Your assignment. Would you please return the lines of the entries below starting at the line that has "pixel 963 64" and ending at the line that has "# response lists one point per instance, each like pixel 206", both included, exactly as they are?

==================================================

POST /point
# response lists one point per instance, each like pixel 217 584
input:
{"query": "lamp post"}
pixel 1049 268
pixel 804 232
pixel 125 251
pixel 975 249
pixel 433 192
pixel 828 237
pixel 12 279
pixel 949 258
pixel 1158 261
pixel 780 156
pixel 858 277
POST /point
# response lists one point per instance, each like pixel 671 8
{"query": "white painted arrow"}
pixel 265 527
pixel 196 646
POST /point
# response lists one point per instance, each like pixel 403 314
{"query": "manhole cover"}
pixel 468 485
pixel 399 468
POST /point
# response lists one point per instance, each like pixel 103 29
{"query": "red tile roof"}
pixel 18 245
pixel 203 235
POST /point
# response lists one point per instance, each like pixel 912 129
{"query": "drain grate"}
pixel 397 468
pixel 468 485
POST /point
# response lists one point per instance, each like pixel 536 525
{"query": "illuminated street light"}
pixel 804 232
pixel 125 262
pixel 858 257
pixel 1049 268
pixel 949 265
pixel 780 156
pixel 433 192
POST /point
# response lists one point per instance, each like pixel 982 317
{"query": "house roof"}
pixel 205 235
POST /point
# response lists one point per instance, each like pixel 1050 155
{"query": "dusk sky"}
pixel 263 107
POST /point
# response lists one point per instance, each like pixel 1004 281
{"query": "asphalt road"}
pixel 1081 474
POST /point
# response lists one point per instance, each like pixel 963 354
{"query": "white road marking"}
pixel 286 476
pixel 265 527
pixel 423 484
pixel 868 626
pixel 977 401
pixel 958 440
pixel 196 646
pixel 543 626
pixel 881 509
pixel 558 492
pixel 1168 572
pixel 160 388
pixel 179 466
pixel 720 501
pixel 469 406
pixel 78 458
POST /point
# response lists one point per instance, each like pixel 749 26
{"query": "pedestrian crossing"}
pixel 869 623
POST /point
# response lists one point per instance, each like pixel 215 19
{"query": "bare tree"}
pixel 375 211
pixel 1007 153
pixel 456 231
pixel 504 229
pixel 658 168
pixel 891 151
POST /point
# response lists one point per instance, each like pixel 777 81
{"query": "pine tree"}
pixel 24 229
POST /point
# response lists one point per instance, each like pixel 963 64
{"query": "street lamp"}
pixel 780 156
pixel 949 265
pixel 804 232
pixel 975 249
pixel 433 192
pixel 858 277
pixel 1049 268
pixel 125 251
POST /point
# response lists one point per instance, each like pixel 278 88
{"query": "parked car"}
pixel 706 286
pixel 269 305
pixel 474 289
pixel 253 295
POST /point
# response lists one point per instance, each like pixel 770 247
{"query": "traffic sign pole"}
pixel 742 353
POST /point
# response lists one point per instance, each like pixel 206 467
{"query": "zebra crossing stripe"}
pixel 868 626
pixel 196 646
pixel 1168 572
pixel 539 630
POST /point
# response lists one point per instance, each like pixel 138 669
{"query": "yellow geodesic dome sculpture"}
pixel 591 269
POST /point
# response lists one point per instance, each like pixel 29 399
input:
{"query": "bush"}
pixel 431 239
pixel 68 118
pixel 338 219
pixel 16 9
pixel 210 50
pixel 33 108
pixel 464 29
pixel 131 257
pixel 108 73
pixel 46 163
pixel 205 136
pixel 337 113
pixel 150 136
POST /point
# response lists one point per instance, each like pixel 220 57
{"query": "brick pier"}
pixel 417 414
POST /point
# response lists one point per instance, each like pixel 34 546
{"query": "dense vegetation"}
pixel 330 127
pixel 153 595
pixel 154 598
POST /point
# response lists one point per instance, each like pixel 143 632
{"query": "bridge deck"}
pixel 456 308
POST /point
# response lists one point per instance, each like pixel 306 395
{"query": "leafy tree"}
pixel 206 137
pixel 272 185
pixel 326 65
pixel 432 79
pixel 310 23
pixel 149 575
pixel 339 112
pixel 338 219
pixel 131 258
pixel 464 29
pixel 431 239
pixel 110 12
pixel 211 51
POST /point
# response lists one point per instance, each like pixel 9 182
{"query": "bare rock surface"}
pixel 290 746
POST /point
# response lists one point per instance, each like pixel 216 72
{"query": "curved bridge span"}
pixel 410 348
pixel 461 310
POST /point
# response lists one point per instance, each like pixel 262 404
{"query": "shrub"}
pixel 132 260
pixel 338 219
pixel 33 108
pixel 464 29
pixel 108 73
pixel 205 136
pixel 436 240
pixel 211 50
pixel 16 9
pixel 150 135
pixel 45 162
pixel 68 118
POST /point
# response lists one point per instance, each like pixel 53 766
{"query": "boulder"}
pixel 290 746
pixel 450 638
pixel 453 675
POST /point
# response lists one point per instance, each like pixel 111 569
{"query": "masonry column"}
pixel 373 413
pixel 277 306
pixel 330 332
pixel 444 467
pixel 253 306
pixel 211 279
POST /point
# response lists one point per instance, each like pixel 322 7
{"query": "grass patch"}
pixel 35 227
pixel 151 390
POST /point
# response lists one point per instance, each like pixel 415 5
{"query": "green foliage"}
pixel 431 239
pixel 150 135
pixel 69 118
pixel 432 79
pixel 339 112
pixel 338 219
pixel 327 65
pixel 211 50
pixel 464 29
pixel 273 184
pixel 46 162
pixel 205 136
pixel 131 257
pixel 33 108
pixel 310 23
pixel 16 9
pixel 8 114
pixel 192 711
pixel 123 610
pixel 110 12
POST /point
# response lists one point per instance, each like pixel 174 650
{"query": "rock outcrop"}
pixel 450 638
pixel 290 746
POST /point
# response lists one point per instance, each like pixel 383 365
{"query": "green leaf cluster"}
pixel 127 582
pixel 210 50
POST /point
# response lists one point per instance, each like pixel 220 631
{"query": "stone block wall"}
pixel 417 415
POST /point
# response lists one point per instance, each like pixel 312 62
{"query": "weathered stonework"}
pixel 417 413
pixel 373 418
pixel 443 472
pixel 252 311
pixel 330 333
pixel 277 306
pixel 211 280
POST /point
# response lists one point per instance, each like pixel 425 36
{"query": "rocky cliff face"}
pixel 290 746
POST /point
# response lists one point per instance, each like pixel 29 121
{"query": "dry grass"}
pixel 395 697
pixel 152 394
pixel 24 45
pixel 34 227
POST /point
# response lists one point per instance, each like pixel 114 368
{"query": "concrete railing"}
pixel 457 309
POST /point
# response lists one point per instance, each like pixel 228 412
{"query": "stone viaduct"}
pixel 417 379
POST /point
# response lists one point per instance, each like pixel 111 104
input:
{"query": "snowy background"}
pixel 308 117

==================================================

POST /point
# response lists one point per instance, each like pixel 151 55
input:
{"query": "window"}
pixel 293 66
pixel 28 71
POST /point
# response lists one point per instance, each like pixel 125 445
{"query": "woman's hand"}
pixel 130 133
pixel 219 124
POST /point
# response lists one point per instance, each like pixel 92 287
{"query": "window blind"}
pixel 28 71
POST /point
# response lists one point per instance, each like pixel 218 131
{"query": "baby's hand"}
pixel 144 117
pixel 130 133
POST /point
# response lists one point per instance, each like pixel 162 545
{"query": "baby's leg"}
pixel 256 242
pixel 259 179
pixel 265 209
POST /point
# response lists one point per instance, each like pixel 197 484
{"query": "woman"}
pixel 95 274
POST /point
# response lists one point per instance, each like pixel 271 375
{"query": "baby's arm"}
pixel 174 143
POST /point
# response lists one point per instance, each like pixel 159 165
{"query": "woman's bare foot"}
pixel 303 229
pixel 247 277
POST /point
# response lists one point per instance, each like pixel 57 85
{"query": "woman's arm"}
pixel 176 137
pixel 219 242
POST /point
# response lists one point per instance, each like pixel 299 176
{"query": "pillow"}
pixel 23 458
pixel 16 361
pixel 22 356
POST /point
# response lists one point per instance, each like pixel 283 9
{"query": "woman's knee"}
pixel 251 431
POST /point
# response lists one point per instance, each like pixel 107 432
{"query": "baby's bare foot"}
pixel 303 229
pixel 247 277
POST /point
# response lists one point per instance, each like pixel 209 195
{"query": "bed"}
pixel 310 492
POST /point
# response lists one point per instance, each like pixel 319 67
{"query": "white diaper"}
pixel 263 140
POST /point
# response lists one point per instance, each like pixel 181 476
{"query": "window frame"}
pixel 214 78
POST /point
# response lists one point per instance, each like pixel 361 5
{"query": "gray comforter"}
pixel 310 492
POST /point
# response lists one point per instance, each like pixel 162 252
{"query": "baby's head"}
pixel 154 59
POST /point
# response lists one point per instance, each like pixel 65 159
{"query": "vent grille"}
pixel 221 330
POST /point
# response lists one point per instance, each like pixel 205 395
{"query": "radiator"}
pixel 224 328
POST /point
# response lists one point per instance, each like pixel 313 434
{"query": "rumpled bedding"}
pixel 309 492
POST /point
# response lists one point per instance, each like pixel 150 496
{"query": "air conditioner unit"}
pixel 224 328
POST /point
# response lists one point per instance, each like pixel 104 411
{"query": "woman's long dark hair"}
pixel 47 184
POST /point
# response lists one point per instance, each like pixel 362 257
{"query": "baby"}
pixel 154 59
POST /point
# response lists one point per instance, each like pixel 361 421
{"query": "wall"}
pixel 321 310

==================================================

Your solution.
# response lists one point per instance, each like pixel 963 64
{"query": "street lamp"}
pixel 780 156
pixel 949 265
pixel 804 232
pixel 975 249
pixel 433 192
pixel 858 277
pixel 1049 268
pixel 125 251
POST /point
# response lists one point per instance, each like pixel 278 88
{"query": "parked car"}
pixel 706 286
pixel 269 305
pixel 474 289
pixel 253 295
POST /point
# response lists one point per instance, each like pixel 770 247
{"query": "traffic sign pole"}
pixel 742 353
POST /point
# response lists one point per instance, each like pixel 206 467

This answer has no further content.